### Document segment
-*-*-
` -15 lt (3(x - 2))/(5) le 0`

To solve the inequality \(-15 < \frac{3(x - 2)}{5} \leq 0\), we will break it down into two parts and solve each part step by step. ### Step 1: Rewrite the Inequality The given inequality is: \[ -15 < \frac{3(x - 2)}{5} \leq 0 \] ### Step 2: Solve the Left Part of the Inequality First, let's solve the left part: \[ -15 < \frac{3(x - 2)}{5} \] To eliminate the fraction, multiply both sides by 5: \[ -15 \times 5 < 3(x - 2) \] This simplifies to: \[ -75 < 3(x - 2) \] Next, divide both sides by 3: \[ -25 < x - 2 \] Now, add 2 to both sides: \[ -25 + 2 < x \] This simplifies to: \[ -23 < x \quad \text{or} \quad x > -23 \] ### Step 3: Solve the Right Part of the Inequality Now, let's solve the right part: \[ \frac{3(x - 2)}{5} \leq 0 \] Again, multiply both sides by 5: \[ 3(x - 2) \leq 0 \] Now, divide both sides by 3: \[ x - 2 \leq 0 \] Add 2 to both sides: \[ x \leq 2 \] ### Step 4: Combine the Results Now we have two inequalities: 1. \(x > -23\) 2. \(x \leq 2\) Combining these gives us: \[ -23 < x \leq 2 \] ### Step 5: Write the Final Solution In interval notation, the solution can be expressed as: \[ (-23, 2] \]
-*-*-
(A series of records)
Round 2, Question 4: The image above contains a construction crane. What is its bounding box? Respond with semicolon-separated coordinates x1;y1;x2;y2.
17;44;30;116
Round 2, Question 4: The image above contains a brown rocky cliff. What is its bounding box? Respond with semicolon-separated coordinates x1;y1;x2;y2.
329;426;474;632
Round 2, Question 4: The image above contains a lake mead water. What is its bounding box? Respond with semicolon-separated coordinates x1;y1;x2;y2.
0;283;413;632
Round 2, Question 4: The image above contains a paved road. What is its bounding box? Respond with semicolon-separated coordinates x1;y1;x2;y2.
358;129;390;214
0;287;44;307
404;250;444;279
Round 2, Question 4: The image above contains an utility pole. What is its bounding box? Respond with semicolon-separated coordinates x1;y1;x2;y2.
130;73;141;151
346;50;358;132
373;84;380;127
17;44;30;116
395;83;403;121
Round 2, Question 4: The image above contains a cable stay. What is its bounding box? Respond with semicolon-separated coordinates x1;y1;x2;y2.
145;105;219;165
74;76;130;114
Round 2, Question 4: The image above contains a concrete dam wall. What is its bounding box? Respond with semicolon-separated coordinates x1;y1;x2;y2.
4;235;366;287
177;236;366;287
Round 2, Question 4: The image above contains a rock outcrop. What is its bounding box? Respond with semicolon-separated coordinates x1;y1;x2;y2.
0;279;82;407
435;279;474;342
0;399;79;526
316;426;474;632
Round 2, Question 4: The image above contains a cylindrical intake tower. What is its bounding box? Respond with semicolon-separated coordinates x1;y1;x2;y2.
-*-*-
### Task to carry out
Give every step heading in the inequality solution, in order. None of the items is needed for what comes next.

### Task answer
Step 1: Rewrite the Inequality
Step 2: Solve the Left Part of the Inequality
Step 3: Solve the Right Part of the Inequality
Step 4: Combine the Results
Step 5: Write the Final Solution